- [Teks]:

──────────────────────────────

Iklan Dua

Kolaborasi Batik Solo dan Balikpapan, Ketika Motif Jawa Disatukan dengan Ornamen Dayak

$rows[judul] Keterangan Gambar : Disambangi awak media Balikpapan dan Bank Indonesia (BI) Balikpapan, pemilik Batik Walang Kekek, Menil Ester Wulandari menunjukkan kain batik tulis koleksinya, sekaligus memaparkan sejarahnya.
Poroskaltim.com, BALIKPAPAN - Batik kembali membuktikan dirinya bukan sekadar kain, melainkan bahasa budaya yang mampu menyatukan perbedaan. Inilah yang tengah digagas oleh Batik Walang Kekek asal Solo bersama perajin batik Balikpapan, lewat rencana kolaborasi bertajuk “Merajut Nusantara dalam Sebuah Kain.”

Pemilik Batik Walang Kekek, Menil Ester Wulandari, memandang kerja sama ini sebagai ruang kreatif untuk mempertemukan identitas budaya Jawa dan Kalimantan dalam sehelai kain batik. 

Ia mencontohkan, motif pakem Solo seperti parang dan kawung yang melambangkan keteguhan, kegagahan, serta tanggung jawab, dapat dipadukan dengan ornamen Dayak yang sarat makna kesetiaan dan kekuatan spiritual.

“Jika disatukan, lahirlah energi yang luar biasa. Filosofi perjuangan dan keteguhan berpadu dengan kearifan lokal Kalimantan, menghadirkan karya yang bukan hanya indah, tapi juga penuh makna,” ungkap Menil saat dikunjungi dikediamannya, Senin (8/9/2025).

──────────────────────────────

- [Data Tugas]:

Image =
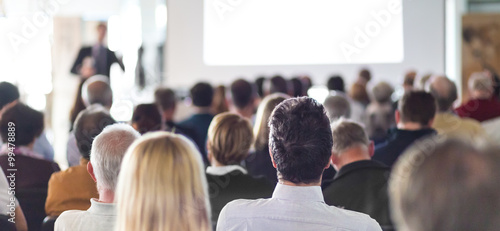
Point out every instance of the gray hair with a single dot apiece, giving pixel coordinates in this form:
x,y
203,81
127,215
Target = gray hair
x,y
107,153
347,134
337,107
478,81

──────────────────────────────

- [Instruksi Tugas]:
1/ Tuliskan kembali seluruh teks tentang kolaborasi batik Solo dan Balikpapan tanpa mengubah satu kata pun.
2/ Salin semua baris data di atas persis seperti aslinya, tetapi jangan sertakan gambar dalam jawaban.

- [Jawaban]:
1/
Iklan Dua

Kolaborasi Batik Solo dan Balikpapan, Ketika Motif Jawa Disatukan dengan Ornamen Dayak

$rows[judul] Keterangan Gambar : Disambangi awak media Balikpapan dan Bank Indonesia (BI) Balikpapan, pemilik Batik Walang Kekek, Menil Ester Wulandari menunjukkan kain batik tulis koleksinya, sekaligus memaparkan sejarahnya.
Poroskaltim.com, BALIKPAPAN - Batik kembali membuktikan dirinya bukan sekadar kain, melainkan bahasa budaya yang mampu menyatukan perbedaan. Inilah yang tengah digagas oleh Batik Walang Kekek asal Solo bersama perajin batik Balikpapan, lewat rencana kolaborasi bertajuk “Merajut Nusantara dalam Sebuah Kain.”

Pemilik Batik Walang Kekek, Menil Ester Wulandari, memandang kerja sama ini sebagai ruang kreatif untuk mempertemukan identitas budaya Jawa dan Kalimantan dalam sehelai kain batik. 

Ia mencontohkan, motif pakem Solo seperti parang dan kawung yang melambangkan keteguhan, kegagahan, serta tanggung jawab, dapat dipadukan dengan ornamen Dayak yang sarat makna kesetiaan dan kekuatan spiritual.

“Jika disatukan, lahirlah energi yang luar biasa. Filosofi perjuangan dan keteguhan berpadu dengan kearifan lokal Kalimantan, menghadirkan karya yang bukan hanya indah, tapi juga penuh makna,” ungkap Menil saat dikunjungi dikediamannya, Senin (8/9/2025).

2/
Image =
Point out every instance of the gray hair with a single dot apiece, giving pixel coordinates in this form:
x,y
203,81
127,215
Target = gray hair
x,y
107,153
347,134
337,107
478,81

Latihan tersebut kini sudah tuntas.